_WHAT YOU NEED TO DO_
Count the lines of the material below that contain the string "shrub". Give only the number.
-------
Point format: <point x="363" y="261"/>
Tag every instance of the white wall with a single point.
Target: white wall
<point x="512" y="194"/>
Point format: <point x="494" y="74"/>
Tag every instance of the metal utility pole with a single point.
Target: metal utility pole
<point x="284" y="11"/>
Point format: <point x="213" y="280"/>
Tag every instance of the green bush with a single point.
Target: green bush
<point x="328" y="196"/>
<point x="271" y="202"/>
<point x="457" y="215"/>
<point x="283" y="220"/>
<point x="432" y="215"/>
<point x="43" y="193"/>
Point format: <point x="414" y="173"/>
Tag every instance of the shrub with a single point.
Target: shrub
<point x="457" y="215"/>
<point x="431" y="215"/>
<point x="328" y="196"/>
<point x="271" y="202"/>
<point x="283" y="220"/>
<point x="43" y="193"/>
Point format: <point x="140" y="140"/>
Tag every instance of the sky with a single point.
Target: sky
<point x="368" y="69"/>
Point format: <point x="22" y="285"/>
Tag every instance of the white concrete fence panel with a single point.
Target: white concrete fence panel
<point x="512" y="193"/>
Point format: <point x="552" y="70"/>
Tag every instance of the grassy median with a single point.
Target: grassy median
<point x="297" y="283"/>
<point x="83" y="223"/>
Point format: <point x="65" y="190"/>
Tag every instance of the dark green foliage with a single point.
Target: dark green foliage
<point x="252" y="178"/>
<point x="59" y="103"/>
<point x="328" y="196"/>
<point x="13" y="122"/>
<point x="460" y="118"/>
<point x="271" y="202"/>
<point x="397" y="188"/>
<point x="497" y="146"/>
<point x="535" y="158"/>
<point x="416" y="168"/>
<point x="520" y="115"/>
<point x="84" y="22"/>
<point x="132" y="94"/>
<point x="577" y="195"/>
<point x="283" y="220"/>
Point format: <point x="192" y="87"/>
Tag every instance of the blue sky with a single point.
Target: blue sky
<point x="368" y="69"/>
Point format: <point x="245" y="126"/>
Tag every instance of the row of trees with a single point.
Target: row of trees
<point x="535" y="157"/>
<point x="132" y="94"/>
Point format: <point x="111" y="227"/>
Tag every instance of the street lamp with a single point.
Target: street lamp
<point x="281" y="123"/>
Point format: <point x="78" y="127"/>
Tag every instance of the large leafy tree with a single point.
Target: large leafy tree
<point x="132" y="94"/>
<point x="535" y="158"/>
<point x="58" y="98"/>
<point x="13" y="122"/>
-------
_REPLY TO THE TASK_
2